*** Study text ***

Which brings me to the issue of how to celebrate Lisa’s birthday on Saturday, June 13th? It is not a reminder that Father Time is pushing her toward old age. It is this time an ugly reminder that birthdays are not guaranteed and are sometimes difficult to celebrate. Rather than presents and festivities, let me offer thanks and apologies.

Thank you, Lisa for first agreeing to go out with me when we were assistant store managers at Woolworths in North Dartmouth, Massachusetts, at a time in the 1980’s when jobs were slim and women’s shoulder pads were large.

Thank you for staying up all night with me on Thanksgiving and agreeing with me to quit Woolworths because we both knew we were better than that; creatively, intellectually, and professionally.

Thank you for saying yes to the most important and terrifying question I’ve ever asked at La Petit Auberge, in Newport, RI in 1988. It was a perfect meal, a perfect evening and you were the perfect fiancé. Oh, how I wish there was the internet back then! I would have told the world!

Thank you for walking down the aisle of the Carmelite Chapel in Newport on September 9, 1989 to become my wife, or more importantly, letting me become your husband. You planned the day perfectly, including the weather. I’ve always wanted to take a time machine back to our reception to relive it as a guest. It went too fast and I missed too much. Wow, you were beautiful!

Thank you for sticking with me those first few years. I know it wasn’t easy. I know I wasn’t easy. For that, I’m sorry and forever regret the time spent arguing when I wish now I had the time back. But we made it and it formed the diamond hard phalanx we would use to fight anyone and anything that came against us.

Thank you for giving me the two greatest gifts in the world, one a perfect combination of your creativity and your beauty and the other a combination of your passion and your adorable, hooked nose. Together, they represent the best of us and stand at the precipice of adulthood with the entire world in the palm of their hands. And they stand there because you spent every day developing their confidence and talents. The world is theirs. The world needs them. On behalf of the world, thank you.

Thank you for standing by me while I struggled. I’m sorry. I wish life had a User’s Manual. How easy life would be if we could turn to page 37 or if there was an Appendix for Troubleshooting. But there isn’t. You were always there even when I didn’t want it, always my customer support when tech support should have been called.

*** End of Study text ***
*** Dataset extract ***

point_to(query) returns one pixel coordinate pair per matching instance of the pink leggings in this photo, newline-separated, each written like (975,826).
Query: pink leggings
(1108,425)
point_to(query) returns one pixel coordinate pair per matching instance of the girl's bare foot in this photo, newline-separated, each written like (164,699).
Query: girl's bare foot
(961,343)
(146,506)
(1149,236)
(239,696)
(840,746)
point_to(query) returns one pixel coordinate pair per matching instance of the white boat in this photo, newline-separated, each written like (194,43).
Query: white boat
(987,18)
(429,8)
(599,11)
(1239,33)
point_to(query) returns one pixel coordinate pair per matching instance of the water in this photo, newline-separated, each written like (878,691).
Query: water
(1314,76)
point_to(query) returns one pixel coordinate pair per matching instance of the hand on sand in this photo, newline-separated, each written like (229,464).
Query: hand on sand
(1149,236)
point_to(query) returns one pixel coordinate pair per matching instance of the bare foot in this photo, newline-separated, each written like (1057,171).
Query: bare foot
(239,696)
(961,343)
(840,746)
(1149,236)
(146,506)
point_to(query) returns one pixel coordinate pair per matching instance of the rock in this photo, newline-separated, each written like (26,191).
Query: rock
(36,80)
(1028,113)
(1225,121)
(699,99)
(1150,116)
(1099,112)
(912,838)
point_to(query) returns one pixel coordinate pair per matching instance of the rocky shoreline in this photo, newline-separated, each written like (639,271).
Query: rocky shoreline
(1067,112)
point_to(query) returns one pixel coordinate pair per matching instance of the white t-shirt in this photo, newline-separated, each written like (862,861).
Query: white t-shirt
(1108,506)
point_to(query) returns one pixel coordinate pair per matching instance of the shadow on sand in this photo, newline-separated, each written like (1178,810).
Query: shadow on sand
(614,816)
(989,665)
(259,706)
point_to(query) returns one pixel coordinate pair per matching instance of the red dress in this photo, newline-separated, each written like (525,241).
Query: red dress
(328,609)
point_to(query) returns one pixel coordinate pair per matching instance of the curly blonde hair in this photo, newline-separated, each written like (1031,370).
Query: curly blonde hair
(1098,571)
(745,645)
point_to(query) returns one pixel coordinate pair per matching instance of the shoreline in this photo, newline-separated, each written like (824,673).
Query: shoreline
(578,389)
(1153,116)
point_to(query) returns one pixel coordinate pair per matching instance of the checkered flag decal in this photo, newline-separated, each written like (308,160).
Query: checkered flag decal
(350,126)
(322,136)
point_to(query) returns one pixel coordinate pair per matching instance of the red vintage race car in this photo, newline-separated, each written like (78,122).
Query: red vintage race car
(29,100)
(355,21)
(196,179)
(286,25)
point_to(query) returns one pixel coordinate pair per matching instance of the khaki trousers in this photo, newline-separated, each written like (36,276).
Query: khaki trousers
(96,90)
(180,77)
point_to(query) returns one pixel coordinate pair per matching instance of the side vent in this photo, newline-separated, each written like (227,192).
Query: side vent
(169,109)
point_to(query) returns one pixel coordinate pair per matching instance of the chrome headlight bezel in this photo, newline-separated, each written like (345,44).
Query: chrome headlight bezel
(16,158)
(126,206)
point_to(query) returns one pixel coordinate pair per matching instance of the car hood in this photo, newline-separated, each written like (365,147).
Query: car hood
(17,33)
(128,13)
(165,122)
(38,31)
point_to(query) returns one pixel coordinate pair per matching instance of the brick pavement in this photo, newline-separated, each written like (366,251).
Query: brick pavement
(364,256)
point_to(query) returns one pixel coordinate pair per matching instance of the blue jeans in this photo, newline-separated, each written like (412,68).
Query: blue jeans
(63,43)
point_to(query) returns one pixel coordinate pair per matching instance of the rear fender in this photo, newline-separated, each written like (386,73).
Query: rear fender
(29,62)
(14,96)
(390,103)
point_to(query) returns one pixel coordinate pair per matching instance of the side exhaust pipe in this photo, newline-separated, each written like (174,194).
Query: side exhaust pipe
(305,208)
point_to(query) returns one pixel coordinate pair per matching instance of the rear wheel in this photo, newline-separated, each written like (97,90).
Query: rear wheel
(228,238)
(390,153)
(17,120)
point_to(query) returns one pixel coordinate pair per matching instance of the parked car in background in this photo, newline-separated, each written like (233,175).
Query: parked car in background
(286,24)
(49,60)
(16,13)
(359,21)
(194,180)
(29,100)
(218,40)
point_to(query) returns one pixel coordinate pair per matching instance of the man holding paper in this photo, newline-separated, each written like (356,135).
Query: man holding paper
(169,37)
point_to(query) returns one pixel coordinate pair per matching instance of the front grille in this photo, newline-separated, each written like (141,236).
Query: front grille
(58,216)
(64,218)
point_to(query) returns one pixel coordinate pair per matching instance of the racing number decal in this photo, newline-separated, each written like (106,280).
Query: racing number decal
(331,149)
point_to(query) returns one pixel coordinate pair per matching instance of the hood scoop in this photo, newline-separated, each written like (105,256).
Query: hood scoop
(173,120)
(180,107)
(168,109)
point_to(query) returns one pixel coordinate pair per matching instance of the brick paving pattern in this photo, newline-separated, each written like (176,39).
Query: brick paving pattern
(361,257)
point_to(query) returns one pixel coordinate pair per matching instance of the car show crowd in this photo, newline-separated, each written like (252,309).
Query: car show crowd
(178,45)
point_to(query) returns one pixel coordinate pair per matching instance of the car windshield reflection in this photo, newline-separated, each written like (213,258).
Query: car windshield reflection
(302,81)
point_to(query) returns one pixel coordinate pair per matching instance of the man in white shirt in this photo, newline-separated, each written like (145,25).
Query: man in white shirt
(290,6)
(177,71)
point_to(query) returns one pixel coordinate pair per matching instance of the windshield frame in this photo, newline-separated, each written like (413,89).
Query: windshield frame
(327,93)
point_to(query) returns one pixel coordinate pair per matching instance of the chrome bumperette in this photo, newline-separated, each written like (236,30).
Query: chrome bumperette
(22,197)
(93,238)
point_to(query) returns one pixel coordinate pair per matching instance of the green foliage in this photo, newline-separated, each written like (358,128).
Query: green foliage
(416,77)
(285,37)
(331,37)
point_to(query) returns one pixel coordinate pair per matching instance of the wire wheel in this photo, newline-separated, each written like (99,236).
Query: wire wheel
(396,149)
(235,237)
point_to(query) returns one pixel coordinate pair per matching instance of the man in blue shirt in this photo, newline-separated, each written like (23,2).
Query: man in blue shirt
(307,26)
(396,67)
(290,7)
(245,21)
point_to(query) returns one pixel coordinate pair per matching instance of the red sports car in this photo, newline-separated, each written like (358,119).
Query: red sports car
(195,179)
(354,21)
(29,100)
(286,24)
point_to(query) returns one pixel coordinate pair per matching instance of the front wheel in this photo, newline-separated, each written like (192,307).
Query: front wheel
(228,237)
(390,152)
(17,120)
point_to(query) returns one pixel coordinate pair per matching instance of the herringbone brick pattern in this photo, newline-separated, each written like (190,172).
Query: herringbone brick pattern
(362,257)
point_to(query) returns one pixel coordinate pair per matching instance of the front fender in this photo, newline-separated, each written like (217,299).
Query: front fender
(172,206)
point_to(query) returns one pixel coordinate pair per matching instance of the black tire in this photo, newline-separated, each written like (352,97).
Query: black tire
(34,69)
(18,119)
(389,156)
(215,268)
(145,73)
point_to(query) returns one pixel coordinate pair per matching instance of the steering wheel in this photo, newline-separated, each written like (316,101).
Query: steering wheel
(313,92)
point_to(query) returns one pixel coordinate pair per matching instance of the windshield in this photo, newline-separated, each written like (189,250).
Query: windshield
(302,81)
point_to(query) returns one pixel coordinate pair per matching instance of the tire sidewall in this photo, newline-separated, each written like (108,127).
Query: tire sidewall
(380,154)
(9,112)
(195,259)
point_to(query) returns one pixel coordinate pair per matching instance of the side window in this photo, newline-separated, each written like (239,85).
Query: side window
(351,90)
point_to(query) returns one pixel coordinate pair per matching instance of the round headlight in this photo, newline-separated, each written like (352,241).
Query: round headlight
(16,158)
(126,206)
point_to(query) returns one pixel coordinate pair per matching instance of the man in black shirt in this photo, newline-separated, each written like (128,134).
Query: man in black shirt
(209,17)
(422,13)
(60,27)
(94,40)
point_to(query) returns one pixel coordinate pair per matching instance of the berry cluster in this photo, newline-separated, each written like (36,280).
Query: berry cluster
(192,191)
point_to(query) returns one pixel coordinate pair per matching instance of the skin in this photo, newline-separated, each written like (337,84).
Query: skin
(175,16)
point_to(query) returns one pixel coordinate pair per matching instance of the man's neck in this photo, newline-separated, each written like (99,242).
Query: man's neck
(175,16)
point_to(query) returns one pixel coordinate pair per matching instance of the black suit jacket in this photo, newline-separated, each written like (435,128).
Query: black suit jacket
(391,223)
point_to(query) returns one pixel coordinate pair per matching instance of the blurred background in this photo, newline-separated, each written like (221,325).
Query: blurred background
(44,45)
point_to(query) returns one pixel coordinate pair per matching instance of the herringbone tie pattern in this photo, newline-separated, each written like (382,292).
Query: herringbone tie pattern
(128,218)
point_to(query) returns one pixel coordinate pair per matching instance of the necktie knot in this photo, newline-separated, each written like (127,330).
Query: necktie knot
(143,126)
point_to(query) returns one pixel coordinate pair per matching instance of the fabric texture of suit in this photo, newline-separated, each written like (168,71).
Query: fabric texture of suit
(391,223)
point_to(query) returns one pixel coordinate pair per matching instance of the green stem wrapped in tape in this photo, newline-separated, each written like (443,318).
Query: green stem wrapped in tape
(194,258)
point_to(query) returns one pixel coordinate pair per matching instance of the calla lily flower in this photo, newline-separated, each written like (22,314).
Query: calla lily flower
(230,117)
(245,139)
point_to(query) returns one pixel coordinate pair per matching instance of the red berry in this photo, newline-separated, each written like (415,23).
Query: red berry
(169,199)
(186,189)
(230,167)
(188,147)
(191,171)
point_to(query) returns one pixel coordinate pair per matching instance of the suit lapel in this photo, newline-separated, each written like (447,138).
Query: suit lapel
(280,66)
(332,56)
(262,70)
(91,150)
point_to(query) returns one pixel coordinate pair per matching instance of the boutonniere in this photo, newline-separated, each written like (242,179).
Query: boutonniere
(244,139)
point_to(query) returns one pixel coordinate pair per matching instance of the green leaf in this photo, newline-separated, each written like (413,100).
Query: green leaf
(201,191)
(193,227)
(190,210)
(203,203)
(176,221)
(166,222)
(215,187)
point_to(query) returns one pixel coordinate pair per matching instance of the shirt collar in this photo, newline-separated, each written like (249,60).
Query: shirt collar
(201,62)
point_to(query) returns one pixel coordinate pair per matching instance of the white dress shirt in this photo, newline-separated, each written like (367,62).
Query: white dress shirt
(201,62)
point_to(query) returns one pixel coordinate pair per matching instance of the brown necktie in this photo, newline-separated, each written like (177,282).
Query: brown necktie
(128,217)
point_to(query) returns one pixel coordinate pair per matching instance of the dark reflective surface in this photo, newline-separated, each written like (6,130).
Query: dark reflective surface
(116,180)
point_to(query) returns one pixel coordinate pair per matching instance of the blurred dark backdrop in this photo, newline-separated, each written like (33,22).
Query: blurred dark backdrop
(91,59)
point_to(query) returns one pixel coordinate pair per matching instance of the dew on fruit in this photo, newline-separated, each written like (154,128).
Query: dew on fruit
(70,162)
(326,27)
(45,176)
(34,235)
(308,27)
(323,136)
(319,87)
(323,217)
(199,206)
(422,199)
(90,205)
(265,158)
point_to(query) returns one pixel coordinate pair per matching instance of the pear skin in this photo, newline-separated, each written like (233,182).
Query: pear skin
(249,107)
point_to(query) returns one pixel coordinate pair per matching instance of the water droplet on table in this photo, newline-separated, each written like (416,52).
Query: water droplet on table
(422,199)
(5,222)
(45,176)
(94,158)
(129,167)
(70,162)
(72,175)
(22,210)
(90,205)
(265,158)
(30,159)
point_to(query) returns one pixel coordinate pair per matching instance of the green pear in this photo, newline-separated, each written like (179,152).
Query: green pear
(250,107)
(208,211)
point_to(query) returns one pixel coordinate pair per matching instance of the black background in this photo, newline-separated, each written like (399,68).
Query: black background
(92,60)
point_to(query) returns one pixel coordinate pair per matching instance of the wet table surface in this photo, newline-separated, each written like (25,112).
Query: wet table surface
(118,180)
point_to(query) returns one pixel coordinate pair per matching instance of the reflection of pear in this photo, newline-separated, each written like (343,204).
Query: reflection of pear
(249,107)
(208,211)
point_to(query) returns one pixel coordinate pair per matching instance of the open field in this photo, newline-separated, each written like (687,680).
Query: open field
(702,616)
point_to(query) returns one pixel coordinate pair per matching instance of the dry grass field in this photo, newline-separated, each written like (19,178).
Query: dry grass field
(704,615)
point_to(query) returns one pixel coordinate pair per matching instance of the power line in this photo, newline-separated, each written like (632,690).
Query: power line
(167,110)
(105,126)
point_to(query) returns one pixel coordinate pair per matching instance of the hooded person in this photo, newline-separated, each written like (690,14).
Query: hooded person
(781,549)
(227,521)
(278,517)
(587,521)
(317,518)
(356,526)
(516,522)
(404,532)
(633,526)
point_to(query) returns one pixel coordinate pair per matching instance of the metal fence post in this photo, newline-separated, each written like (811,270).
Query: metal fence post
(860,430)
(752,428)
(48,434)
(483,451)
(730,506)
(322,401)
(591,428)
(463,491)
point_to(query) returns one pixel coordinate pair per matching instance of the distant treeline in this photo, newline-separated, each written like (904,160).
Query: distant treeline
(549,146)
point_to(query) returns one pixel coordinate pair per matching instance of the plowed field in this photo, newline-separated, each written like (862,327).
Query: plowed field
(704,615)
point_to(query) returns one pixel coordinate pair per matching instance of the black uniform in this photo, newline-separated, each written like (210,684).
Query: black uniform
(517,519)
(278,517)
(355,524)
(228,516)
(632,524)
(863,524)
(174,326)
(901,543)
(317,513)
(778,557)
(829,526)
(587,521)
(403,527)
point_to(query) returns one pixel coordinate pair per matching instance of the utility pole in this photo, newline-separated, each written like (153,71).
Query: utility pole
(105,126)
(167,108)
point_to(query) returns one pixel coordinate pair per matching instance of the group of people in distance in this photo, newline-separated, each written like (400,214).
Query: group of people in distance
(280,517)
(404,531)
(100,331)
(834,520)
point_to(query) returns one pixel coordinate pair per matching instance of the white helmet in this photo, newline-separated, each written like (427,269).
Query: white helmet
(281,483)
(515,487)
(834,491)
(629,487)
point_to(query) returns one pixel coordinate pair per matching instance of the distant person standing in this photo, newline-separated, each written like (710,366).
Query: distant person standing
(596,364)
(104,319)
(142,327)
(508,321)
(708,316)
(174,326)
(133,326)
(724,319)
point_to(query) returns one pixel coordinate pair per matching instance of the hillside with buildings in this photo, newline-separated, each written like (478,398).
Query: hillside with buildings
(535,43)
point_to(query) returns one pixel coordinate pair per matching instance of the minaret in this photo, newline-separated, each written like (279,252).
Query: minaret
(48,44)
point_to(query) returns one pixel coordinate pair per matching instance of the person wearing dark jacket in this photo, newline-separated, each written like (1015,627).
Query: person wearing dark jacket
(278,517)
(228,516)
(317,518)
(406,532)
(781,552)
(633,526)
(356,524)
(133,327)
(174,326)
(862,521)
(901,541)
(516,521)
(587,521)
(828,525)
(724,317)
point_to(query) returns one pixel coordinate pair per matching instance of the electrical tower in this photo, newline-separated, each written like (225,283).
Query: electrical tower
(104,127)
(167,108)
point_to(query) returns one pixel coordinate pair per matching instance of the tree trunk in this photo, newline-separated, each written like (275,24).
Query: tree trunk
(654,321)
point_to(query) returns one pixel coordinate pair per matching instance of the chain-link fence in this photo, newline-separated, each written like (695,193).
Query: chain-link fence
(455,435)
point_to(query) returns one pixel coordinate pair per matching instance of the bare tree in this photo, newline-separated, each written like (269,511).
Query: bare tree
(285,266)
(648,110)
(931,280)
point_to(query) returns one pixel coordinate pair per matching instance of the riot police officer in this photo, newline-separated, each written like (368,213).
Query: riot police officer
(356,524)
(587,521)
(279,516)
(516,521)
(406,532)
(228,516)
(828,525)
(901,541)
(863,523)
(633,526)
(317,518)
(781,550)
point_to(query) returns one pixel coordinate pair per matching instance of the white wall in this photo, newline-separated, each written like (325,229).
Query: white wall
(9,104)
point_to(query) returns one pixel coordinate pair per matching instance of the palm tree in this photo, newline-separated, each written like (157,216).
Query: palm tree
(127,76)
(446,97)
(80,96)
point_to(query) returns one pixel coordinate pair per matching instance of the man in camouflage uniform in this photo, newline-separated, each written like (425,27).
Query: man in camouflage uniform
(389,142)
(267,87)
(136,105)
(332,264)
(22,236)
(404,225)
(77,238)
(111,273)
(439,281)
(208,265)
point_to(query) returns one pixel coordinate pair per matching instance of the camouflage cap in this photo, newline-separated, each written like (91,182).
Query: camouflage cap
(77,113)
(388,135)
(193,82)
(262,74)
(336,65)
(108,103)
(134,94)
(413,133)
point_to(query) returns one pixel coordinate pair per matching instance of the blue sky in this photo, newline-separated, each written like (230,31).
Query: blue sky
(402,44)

*** End of Dataset extract ***

### Task goal
Answer these questions about the birthday tribute to Lisa.
1. Where were Lisa and the writer working when she first agreed to go out with the writer?
2. At which restaurant, and in what year, did Lisa say yes to the writer's most important question?
3. On what date did Lisa walk down the aisle of the Carmelite Chapel?

### Written answer
1. At Woolworths in North Dartmouth, Massachusetts, as assistant store managers.
2. At La Petit Auberge in Newport, RI, in 1988.
3. September 9, 1989.